## Texto da página
··········
05 maio 2019

A falta que nos move

Para Yasmin Porto **
 

            Antes de mais nada, reconhecer o abismo a nos envolver. Saber olhar para o vazio, para as falhas latentes, evidentes em nossas vidas, sem nos acomodarmos. E isso não é tão fácil quanto aparenta.
            Por muitas vezes, em inúmeras ocasiões, após tantas promessas lançadas, ficamos asfixiados pelo impacto da realidade. Não contribuem as sinalizações do governo atual. Tanto no episódio a envolver a ameaça de extinção do CONADE, como na postura antidemocrática, cerceadora de direitos, sinalizada por nossa ministra Damares .
Não é um tempo fácil para os sonhadores, os artistas, os professores e quem ouse sinalizar opiniões contrárias, dissonantes ao ímpeto da nova ordem política. Uma era de destruição foi iniciada. O elogio à burrice é diário, estimulado a cada declaração presidencial.
Nenhum apego ao diálogo franco sendo estimulado. A vivência democrática esvaziada, num ambiente sem simpatia, convívio estabelecido com o contraditório. Mas sempre pode piorar.
 A nossa sociedade ególatra, pouco empática e ansiosa pode, num futuro próximo, ter o sonho de cowboy realizado. Os protótipos de John Wayne, Clint Eastwood podem dar vazão à própria ira, insensatez, e propagar a ilusão de faroeste tropical pelo país. Provavelmente as armas serão liberadas, o corte às universidades públicas está anunciado, enquanto o desmonte da atividade cinematográfica fica planejado. A estupidez venceu.
Para boa parte da sociedade, a camada das pessoas sem deficiência alguma, começa a ocorrer uma sinalização comum a todos nós. Própria ao quadro estratificado em nosso cotidiano, há muito tempo. Desde quando resolvemos encarar a vida. Sabemos habitar o planeta desigual das oportunidades, arar o solo infértil das chances, com uma teimosia, uma perseverança cega 
Seria muito melhor, bem mais confortável, caso reinasse um panorama, uma situação menos conflituosa. Pois eu ainda sonho com o dia, o tempo, no qual possamos andar pelas ruas despreocupados, sem medo de cair.
··········
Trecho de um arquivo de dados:
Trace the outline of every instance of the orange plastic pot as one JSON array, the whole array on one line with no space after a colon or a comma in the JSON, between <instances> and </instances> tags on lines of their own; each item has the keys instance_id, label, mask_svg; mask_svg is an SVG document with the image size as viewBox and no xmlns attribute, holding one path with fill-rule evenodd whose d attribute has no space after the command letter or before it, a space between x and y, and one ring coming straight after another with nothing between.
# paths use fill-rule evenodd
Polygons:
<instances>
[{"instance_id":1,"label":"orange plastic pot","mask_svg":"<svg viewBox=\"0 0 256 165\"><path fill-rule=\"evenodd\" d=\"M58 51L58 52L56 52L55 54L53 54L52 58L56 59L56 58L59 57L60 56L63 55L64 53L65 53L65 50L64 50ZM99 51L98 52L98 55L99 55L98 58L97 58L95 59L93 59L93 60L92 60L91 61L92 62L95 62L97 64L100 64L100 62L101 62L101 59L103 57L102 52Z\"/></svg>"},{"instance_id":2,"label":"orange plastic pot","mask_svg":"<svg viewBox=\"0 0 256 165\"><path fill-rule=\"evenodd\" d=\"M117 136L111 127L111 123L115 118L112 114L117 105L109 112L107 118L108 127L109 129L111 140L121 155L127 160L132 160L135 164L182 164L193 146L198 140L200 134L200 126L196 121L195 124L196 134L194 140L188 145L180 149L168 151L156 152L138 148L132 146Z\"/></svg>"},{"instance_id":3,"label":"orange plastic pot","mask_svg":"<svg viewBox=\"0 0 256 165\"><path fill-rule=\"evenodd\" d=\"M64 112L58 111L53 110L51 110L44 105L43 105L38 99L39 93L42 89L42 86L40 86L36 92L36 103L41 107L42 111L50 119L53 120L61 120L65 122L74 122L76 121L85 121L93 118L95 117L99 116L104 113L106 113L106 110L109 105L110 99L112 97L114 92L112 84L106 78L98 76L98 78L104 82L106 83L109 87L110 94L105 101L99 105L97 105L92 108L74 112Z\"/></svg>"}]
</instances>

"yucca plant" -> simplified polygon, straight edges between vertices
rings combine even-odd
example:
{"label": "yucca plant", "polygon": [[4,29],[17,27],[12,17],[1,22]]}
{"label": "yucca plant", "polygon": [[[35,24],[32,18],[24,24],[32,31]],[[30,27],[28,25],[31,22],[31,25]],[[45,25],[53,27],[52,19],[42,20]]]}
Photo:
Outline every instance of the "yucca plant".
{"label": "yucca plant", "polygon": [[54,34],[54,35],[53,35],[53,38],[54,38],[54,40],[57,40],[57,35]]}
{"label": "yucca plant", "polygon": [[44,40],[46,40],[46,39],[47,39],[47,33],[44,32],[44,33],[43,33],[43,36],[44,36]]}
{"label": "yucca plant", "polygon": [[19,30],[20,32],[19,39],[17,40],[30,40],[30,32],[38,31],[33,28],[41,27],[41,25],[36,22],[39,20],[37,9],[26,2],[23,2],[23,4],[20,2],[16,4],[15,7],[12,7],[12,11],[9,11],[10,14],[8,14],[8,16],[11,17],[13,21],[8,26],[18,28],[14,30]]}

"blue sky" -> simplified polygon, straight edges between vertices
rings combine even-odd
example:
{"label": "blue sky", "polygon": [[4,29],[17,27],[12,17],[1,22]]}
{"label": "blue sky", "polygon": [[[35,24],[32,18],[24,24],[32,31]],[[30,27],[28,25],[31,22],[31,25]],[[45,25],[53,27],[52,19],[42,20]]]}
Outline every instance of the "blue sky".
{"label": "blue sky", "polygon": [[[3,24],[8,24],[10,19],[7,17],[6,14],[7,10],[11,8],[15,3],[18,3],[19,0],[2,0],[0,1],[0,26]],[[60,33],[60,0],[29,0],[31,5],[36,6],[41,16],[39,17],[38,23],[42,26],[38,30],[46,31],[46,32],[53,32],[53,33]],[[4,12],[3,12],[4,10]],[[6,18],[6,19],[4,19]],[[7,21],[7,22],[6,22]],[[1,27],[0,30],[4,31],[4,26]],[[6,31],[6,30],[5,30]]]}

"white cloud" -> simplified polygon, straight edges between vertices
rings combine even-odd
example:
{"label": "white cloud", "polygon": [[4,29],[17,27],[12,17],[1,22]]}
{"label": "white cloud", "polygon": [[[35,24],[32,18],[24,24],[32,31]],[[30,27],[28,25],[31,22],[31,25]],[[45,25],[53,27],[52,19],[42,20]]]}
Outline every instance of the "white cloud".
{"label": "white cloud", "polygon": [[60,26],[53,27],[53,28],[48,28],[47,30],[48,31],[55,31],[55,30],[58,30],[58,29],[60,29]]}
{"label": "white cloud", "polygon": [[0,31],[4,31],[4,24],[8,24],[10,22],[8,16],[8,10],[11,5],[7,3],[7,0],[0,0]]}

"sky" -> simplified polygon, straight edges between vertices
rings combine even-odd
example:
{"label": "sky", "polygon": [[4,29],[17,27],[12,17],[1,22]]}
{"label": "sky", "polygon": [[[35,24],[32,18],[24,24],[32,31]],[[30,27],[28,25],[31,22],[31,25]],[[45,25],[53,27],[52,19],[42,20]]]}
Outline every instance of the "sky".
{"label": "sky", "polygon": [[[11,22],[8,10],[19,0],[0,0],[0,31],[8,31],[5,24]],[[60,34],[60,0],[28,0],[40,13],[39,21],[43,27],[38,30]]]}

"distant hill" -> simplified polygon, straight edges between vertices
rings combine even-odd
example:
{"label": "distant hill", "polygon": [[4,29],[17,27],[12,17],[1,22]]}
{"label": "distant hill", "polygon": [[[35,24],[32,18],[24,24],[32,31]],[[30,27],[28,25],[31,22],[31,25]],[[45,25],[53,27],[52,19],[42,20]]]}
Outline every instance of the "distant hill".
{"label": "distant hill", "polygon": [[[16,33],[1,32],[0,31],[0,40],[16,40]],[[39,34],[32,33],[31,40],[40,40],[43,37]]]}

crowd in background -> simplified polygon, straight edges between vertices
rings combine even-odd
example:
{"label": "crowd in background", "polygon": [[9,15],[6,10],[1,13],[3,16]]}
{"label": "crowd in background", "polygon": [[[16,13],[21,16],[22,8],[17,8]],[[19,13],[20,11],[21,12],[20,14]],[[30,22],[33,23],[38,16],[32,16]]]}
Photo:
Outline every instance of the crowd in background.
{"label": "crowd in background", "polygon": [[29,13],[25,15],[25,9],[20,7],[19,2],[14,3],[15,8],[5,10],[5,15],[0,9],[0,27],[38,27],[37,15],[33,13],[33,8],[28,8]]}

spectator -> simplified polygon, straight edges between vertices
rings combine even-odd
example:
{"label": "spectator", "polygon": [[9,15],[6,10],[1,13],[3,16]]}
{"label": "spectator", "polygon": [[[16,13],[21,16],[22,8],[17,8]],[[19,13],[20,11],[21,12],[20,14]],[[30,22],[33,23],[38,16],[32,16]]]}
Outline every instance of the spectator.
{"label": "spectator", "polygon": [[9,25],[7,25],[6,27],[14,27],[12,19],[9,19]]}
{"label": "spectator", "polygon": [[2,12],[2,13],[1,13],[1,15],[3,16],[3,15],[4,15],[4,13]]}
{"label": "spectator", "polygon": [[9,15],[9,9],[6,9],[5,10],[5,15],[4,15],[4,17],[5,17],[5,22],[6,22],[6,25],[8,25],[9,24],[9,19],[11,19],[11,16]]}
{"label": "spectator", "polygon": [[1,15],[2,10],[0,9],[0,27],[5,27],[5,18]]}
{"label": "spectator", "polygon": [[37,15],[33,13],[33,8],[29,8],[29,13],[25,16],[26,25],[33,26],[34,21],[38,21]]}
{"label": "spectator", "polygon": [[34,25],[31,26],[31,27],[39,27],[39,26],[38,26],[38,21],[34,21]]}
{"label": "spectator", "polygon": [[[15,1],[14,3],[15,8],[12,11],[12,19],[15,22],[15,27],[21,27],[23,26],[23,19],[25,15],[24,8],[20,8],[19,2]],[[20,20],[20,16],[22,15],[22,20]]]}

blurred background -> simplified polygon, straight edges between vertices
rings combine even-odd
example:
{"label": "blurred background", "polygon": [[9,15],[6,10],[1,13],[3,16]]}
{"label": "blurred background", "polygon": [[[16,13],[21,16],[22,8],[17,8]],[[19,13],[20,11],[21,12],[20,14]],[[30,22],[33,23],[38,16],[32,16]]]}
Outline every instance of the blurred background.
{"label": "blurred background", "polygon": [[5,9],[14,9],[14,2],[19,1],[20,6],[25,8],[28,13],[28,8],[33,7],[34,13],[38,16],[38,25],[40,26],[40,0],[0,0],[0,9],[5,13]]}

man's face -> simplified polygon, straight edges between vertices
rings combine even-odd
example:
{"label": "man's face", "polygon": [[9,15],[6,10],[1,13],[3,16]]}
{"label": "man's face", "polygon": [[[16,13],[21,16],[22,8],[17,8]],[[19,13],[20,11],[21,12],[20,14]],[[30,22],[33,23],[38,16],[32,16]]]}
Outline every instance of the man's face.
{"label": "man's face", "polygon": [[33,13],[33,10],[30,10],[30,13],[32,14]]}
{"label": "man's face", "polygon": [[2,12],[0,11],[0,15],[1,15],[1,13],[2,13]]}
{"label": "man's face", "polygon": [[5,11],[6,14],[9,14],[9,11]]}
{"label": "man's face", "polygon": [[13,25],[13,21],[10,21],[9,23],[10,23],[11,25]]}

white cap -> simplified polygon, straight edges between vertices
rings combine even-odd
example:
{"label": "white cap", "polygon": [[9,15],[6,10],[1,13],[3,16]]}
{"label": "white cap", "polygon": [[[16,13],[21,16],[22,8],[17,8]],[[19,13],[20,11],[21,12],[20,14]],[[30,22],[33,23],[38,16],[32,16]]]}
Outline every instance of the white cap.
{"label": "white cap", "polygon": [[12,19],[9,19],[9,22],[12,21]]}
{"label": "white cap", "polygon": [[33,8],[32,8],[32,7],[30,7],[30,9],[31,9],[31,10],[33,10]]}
··········
## Instruções da tarefa
Escreva o que vem depois na crônica "A falta que nos move", começando logo após a última frase mostrada.

## Resposta do exercício
Entre derrotas, quedas, suspiros e vislumbres com um futuro melhor em nossas vidas, no exercício da nossa militância, aprendemos a conjugar certa habilidade. Sabemos fazer da falta uma força.
E em tempos de tempestade, insegurança, a sorte premia os bons navegadores. A nossa trajetória exige isso, estabelece, de antemão, a necessidade de desenvolvermos certa espécie de guia, bússola, para atravessar as turbulências.
Já colocado, sabido sobre a valência essencial de luta para existirmos. E que, de forma, situação nenhuma, pode nos enganar, seduzir a partir daquele aspecto, da falácia do pcd servir como exemplo de superação. Mesmo assim, necessário acrescentar um outro pensamento.
Na sinfonia múltipla de gestos, jeitos de comunicarmos ao universo soluções para nossos tipos de deficiência, conseguiremos alcançar a música certa? A sintonia comum, possível de ser absorvida por todos os nossos corpos e demandas?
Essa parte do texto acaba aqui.